╭─ LOS DATOS
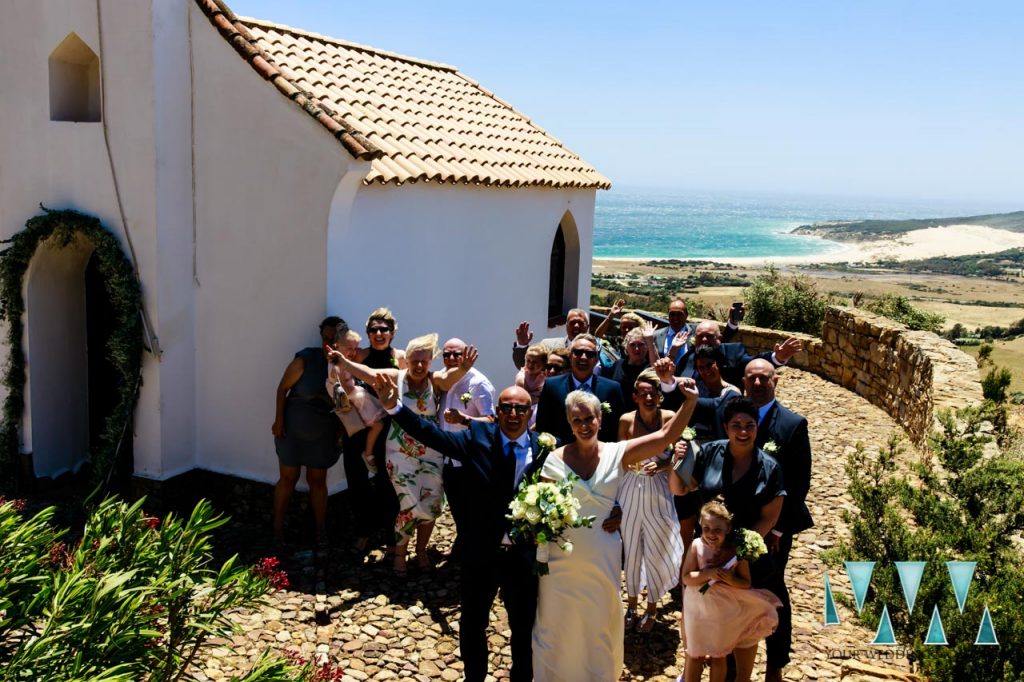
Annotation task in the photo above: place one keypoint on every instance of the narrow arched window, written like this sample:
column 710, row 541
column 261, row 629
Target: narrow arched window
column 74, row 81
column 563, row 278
╰─
╭─ LOS DATOS
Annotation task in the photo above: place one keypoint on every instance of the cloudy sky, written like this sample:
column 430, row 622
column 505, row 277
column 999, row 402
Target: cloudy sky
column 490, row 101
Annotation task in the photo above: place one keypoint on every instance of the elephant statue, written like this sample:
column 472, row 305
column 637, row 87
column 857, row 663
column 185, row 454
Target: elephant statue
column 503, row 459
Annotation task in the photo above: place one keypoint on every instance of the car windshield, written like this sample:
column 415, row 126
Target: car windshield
╰─
TAREA A REALIZAR:
Vuelve a escribir sin ningún cambio las líneas que van desde la que contiene "of the elephant" hasta la que contiene "Target: car windshield", ambas incluidas.

RESPUESTA AL EJERCICIO:
Annotation task in the photo above: place one keypoint on every instance of the elephant statue, written like this sample:
column 472, row 305
column 637, row 87
column 857, row 663
column 185, row 454
Target: elephant statue
column 503, row 459
Annotation task in the photo above: place one keypoint on every instance of the car windshield, written like this sample:
column 415, row 126
Target: car windshield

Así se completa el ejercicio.